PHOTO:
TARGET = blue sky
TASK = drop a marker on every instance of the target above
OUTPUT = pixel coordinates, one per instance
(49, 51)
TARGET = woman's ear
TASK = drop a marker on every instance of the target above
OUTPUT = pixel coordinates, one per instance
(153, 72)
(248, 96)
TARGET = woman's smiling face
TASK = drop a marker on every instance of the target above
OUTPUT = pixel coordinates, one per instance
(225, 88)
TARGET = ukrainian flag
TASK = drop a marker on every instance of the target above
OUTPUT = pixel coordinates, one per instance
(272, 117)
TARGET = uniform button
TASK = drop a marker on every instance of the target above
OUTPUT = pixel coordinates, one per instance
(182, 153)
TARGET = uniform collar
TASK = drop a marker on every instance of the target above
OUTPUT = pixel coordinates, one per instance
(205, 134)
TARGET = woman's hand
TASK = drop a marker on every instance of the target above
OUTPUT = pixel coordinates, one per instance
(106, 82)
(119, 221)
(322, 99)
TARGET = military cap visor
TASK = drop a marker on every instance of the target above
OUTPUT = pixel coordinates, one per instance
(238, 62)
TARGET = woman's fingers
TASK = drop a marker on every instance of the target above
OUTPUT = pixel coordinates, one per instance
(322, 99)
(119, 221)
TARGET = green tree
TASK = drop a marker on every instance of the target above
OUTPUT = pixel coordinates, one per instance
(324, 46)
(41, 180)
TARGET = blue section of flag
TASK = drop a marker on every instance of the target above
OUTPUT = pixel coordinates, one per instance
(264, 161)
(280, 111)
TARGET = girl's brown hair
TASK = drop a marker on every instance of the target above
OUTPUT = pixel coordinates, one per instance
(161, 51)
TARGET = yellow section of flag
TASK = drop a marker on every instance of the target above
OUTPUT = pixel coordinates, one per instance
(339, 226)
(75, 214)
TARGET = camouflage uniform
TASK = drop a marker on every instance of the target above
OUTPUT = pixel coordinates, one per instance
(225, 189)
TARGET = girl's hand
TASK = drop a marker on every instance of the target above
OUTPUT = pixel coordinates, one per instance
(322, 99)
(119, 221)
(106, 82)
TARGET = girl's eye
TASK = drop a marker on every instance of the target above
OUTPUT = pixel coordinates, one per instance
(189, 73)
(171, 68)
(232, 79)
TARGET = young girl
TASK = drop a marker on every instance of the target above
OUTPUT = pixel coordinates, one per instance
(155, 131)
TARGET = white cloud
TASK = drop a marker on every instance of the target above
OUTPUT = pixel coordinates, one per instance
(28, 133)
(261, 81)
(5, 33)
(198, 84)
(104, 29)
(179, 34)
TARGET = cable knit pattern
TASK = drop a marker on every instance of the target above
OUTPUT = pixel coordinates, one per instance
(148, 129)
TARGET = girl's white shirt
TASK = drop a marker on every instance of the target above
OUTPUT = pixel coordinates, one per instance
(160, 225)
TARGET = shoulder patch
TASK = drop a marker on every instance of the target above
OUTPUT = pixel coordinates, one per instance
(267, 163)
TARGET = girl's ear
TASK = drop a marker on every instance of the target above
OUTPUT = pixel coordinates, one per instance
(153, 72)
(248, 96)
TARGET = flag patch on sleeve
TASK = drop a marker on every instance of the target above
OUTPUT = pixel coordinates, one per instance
##############################
**Requirements**: Can you repeat every line from the one containing "TARGET = girl's white shirt" through the end of the rows, inclusive, keeping the requests as they are but scaling each pixel coordinate in the answers by 2.15 and rounding to whole numbers, with halves rounded up?

**Finished exercise**:
TARGET = girl's white shirt
TASK = drop a marker on every instance of the target above
OUTPUT = pixel coordinates, one per instance
(344, 484)
TARGET = shoulder patch
TASK = drop a marker on every instance of the target above
OUTPUT = pixel coordinates, one per instance
(574, 350)
TARGET = girl's ear
TASK = drop a marker on every instance of the target above
OUTPUT = pixel coordinates, one per instance
(329, 155)
(533, 206)
TARGET = flag patch on sleeve
TASK = drop a marker on every instance of the target above
OUTPUT = pixel coordinates, one per instance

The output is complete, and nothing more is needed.